- **Task requirements**
Please copy out the records below word for word, starting with the line containing "Where can you see the snow bank" and ending with the final line of the records, including both of those lines.

::::::::::

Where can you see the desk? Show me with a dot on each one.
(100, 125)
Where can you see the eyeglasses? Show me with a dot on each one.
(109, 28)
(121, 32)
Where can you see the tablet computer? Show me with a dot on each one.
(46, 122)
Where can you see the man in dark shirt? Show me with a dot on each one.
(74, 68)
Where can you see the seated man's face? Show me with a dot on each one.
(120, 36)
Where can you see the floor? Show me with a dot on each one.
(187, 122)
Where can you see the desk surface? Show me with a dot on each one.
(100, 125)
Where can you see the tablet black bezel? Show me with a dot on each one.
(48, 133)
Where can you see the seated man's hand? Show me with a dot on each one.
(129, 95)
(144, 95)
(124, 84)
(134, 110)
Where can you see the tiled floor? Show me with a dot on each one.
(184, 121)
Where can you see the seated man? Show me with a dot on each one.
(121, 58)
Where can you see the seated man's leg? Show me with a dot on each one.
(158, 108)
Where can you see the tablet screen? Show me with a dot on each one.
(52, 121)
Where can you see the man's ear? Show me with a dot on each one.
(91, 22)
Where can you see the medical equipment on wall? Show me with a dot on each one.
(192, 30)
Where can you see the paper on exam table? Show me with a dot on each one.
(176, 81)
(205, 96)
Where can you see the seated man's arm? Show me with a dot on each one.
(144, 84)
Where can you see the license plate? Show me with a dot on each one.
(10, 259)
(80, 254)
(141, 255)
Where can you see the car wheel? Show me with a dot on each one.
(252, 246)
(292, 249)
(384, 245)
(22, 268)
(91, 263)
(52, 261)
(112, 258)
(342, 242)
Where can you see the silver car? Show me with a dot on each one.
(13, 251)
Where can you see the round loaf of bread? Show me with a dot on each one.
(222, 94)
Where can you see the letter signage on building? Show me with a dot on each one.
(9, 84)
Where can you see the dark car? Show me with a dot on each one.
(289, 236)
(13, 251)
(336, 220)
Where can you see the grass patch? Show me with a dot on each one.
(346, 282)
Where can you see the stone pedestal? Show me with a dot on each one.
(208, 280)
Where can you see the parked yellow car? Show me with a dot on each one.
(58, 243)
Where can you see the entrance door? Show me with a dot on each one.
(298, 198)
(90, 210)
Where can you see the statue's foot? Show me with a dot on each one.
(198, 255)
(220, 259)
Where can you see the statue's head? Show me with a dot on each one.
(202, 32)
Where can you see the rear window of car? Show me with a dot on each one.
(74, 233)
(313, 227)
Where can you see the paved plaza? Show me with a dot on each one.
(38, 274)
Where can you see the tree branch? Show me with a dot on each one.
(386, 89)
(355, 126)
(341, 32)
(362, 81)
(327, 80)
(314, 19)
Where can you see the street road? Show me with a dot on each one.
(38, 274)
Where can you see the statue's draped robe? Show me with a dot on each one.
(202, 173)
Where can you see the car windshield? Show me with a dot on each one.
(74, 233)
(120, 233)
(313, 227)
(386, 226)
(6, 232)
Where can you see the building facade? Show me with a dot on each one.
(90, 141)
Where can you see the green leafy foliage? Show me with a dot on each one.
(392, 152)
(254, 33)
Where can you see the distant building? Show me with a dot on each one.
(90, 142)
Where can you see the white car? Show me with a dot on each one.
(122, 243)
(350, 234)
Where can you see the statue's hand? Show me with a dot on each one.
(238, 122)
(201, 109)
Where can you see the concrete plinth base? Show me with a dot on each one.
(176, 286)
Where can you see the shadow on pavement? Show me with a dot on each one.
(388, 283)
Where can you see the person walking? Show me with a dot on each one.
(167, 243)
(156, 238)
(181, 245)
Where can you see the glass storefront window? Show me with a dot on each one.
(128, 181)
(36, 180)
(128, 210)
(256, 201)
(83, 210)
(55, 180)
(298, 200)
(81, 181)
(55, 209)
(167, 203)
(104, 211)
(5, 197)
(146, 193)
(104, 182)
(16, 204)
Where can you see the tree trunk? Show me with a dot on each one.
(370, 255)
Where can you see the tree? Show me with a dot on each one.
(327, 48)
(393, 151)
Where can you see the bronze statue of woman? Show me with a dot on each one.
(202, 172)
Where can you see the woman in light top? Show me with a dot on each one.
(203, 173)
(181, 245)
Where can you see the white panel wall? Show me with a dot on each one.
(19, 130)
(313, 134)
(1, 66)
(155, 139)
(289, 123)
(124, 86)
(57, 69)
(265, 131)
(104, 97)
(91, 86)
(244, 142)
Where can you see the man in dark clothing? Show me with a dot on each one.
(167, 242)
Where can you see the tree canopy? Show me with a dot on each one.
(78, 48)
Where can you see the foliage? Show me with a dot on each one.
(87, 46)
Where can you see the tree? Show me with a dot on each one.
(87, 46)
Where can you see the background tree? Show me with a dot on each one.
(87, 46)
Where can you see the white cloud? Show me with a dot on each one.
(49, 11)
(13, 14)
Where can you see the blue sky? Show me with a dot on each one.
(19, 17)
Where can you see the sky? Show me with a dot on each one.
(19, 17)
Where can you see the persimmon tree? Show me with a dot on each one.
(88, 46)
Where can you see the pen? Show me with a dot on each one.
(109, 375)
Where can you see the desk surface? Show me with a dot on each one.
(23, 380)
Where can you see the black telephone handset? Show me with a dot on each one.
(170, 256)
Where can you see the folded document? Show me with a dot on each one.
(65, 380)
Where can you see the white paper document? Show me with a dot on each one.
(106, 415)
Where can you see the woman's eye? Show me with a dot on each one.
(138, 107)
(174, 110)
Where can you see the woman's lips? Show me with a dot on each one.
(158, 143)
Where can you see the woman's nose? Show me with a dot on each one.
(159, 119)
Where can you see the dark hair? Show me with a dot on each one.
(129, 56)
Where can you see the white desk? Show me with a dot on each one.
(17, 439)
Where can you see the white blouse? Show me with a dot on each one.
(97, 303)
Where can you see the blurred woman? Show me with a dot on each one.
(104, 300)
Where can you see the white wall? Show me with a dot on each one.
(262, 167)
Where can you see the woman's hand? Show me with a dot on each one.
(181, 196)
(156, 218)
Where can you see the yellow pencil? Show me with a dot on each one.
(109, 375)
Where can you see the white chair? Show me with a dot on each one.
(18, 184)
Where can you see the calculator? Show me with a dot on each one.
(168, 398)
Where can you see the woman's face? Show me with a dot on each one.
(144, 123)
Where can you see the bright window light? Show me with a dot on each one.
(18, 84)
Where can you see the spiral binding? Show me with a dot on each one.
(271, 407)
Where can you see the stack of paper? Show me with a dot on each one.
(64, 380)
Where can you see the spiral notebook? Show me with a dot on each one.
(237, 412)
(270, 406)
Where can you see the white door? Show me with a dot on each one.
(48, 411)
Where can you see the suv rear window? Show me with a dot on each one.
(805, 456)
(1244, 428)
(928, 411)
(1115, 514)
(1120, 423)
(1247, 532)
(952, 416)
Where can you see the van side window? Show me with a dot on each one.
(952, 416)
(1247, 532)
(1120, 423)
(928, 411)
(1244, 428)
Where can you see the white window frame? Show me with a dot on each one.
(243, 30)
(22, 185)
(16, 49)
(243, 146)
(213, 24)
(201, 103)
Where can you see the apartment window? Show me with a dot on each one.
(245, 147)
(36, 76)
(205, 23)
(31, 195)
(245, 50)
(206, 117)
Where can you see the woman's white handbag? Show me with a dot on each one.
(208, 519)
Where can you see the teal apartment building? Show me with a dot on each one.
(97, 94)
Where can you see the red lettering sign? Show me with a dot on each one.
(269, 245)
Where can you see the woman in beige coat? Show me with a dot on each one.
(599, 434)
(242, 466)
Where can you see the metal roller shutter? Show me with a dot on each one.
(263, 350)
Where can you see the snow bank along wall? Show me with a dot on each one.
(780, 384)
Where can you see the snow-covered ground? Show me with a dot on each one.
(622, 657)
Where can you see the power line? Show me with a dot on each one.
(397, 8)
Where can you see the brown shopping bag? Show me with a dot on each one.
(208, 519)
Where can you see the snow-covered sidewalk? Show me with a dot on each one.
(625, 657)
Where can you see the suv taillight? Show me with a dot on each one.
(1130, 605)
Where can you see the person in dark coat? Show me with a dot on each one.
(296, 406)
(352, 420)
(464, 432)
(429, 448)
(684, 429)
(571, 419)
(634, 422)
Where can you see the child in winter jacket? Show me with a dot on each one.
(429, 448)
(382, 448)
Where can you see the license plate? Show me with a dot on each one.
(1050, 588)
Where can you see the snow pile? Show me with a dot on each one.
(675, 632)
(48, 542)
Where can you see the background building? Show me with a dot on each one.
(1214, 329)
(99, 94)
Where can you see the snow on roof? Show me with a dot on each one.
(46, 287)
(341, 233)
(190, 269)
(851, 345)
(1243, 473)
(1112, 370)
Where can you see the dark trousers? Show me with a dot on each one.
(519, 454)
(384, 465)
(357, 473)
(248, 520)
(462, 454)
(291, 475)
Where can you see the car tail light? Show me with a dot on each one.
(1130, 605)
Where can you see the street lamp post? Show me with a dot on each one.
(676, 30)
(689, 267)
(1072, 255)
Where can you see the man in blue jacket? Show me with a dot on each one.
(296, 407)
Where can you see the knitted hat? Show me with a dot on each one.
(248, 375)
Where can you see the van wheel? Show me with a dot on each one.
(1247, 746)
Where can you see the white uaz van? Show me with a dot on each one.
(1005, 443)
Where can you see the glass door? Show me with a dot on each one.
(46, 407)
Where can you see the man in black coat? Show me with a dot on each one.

::::::::::

- **Finished answer**
Where can you see the snow bank along wall? Show me with a dot on each one.
(780, 384)
Where can you see the snow-covered ground? Show me with a dot on each one.
(622, 657)
Where can you see the power line? Show me with a dot on each one.
(397, 8)
Where can you see the brown shopping bag? Show me with a dot on each one.
(208, 519)
Where can you see the snow-covered sidewalk? Show me with a dot on each one.
(625, 657)
Where can you see the suv taillight? Show me with a dot on each one.
(1130, 605)
Where can you see the person in dark coat? Show me with a dot on each one.
(296, 406)
(352, 420)
(464, 432)
(429, 448)
(684, 429)
(571, 419)
(634, 422)
Where can you see the child in winter jacket? Show me with a dot on each one.
(429, 448)
(382, 448)
Where can you see the license plate? Show me with a dot on each one.
(1050, 588)
Where can you see the snow pile? Show me with a dot on each one.
(675, 632)
(48, 542)
Where can you see the background building? Show me with a dot on each one.
(1214, 329)
(99, 94)
Where can you see the snow on roof? Show me with a dot on each one.
(46, 287)
(341, 233)
(190, 269)
(851, 345)
(1243, 473)
(1112, 370)
Where can you see the dark trousers? Show me with a dot on each one.
(519, 454)
(384, 465)
(357, 473)
(248, 520)
(462, 454)
(291, 475)
Where can you see the car tail light? Show me with a dot on each one.
(1130, 605)
Where can you see the street lamp post? Show me with a dot on each one.
(676, 30)
(689, 267)
(1072, 255)
Where can you see the man in blue jacket? Show me with a dot on each one.
(296, 407)
Where can you see the knitted hat? Show me with a dot on each one.
(248, 375)
Where can you see the van wheel? Show me with a dot on each one.
(1247, 746)
Where can you see the white uaz van? Show me with a dot on each one.
(1005, 443)
Where can you see the glass door? Show me with a dot on each one.
(46, 407)
Where can you see the man in black coat? Show me with a dot on each one.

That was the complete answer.